(What this task involves):
Can you switch every "Target" in the items below to "Label" and leave everything else unchanged?

— start of Extracted records —

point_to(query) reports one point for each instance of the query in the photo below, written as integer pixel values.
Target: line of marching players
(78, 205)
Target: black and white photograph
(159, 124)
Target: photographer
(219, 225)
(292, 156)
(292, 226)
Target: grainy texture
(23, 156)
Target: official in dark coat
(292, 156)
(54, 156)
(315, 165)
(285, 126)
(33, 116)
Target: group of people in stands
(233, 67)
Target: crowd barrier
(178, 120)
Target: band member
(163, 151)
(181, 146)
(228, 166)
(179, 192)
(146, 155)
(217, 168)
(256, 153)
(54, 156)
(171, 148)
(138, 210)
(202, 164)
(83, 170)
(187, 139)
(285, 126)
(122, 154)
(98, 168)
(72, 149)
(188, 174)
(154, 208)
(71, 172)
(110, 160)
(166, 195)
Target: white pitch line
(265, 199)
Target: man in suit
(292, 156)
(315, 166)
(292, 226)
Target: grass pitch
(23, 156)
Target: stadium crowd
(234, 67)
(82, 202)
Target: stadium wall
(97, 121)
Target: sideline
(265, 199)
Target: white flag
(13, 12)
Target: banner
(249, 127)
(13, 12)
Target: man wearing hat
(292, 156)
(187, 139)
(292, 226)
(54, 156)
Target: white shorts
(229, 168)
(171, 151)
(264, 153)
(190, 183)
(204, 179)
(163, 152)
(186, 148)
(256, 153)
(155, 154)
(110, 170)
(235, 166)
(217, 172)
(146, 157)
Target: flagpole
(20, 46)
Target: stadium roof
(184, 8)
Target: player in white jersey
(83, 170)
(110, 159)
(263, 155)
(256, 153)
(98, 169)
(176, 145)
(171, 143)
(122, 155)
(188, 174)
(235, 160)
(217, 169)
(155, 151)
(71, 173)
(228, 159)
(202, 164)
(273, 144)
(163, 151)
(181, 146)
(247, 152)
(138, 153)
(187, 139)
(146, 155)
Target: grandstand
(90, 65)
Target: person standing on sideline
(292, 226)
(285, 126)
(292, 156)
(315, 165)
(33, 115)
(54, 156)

— end of Extracted records —

(Response to this task):
point_to(query) reports one point for each instance of the query in the photo below, written as integer pixel values.
Label: line of marching players
(78, 205)
Label: black and white photograph
(159, 124)
Label: photographer
(219, 225)
(292, 156)
(292, 226)
Label: grainy texture
(23, 156)
Label: official in dark coat
(292, 156)
(54, 156)
(315, 165)
(285, 126)
(33, 116)
Label: group of people in stands
(233, 67)
Label: crowd barrier
(178, 120)
Label: band member
(163, 151)
(181, 146)
(228, 166)
(179, 192)
(146, 155)
(217, 168)
(256, 153)
(54, 156)
(171, 148)
(138, 210)
(202, 164)
(83, 170)
(187, 139)
(285, 126)
(122, 154)
(98, 168)
(72, 149)
(188, 174)
(154, 208)
(71, 172)
(110, 160)
(166, 195)
Label: white pitch line
(265, 199)
Label: man in suit
(292, 156)
(315, 166)
(292, 226)
Label: grass pitch
(23, 156)
Label: stadium crowd
(234, 67)
(82, 202)
Label: stadium wall
(97, 121)
Label: sideline
(265, 199)
Label: white flag
(13, 12)
Label: banner
(249, 127)
(13, 12)
Label: man wearing hat
(292, 156)
(187, 139)
(292, 226)
(54, 156)
Label: white shorts
(229, 168)
(171, 151)
(264, 153)
(190, 183)
(204, 179)
(163, 152)
(186, 148)
(256, 153)
(155, 154)
(110, 170)
(235, 166)
(217, 172)
(146, 157)
Label: flagpole
(20, 46)
Label: stadium roof
(184, 8)
Label: player in white jersey
(83, 170)
(110, 159)
(263, 155)
(256, 153)
(98, 169)
(176, 145)
(171, 143)
(122, 155)
(188, 174)
(235, 160)
(217, 169)
(155, 151)
(71, 173)
(228, 159)
(202, 164)
(273, 144)
(163, 151)
(181, 146)
(247, 152)
(138, 153)
(187, 139)
(146, 155)
Label: grandstand
(90, 65)
Label: person standing on sideline
(292, 226)
(285, 126)
(292, 156)
(315, 165)
(33, 115)
(54, 156)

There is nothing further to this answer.